◆ AIM OF THE TASK ◆
Word for word, transcribe the data below.

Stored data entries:
========================================================================
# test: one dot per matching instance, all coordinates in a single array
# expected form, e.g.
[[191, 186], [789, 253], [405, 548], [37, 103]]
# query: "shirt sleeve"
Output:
========================================================================
◆ RESPONSE TO THIS EXERCISE ◆
# test: one dot per matching instance, all coordinates in a single array
# expected form, e.g.
[[191, 186], [789, 253], [405, 548], [37, 103]]
# query: "shirt sleeve"
Output:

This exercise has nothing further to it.